> [読解文]
高学年でも集中力は必要ですが、特に受験勉強においては、じっくりと時間をかけて、集中して考える力と同時に、「集中する対象を短時間で切り替える力」も求められます。
「これも小さい時から集中して何かをやり遂げる経験を重ねていれば、それ程苦労しないでできることです。教室にも、5分休憩にさっと本を出して、読書に熱中する生徒がいますが、そういう切り替えのうまい子は、やはり学力が高いという傾向があります」
高学年で集中力の切り替えがうまくできない場合は、生活の中で「自分で時間を管理する」機会を増やすといいでしょう。たとえば、親子で食事や入浴時間を何分と決め、「7時半までには夕食を食べ、8時までにはお風呂に入ろう」などと約束し、時間を意識させるのも練習になります。
普段落ち着きのない娘が、4時間近くもずっと机に向かっています。
この集中力を、勉強にも活かしてほしい!

母 ねえねえ、何しているの?

> [提供資料]
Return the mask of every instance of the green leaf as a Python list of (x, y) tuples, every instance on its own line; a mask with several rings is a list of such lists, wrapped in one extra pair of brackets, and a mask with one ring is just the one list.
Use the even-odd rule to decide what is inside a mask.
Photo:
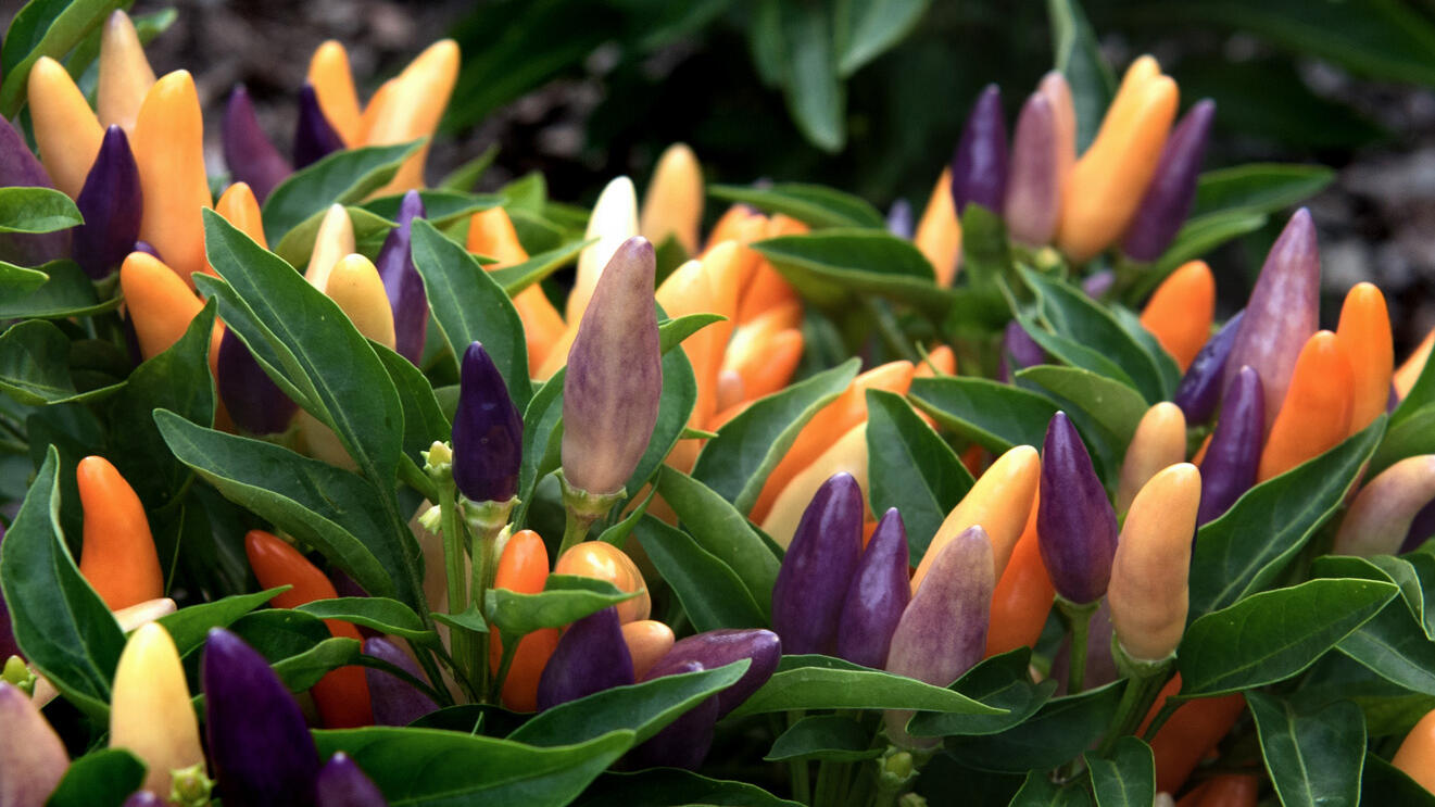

> [課題の内容] 集中力についての文章から、「高学年で集中力の切り替えがう」を含む箇所で始まり「母 ねえねえ、何しているの?」で終わる部分を取り出してください。その際、「娘」を「息子」に変えて書き直してください。

> [この課題の解答]
高学年で集中力の切り替えがうまくできない場合は、生活の中で「自分で時間を管理する」機会を増やすといいでしょう。たとえば、親子で食事や入浴時間を何分と決め、「7時半までには夕食を食べ、8時までにはお風呂に入ろう」などと約束し、時間を意識させるのも練習になります。
普段落ち着きのない息子が、4時間近くもずっと机に向かっています。
この集中力を、勉強にも活かしてほしい!

母 ねえねえ、何しているの?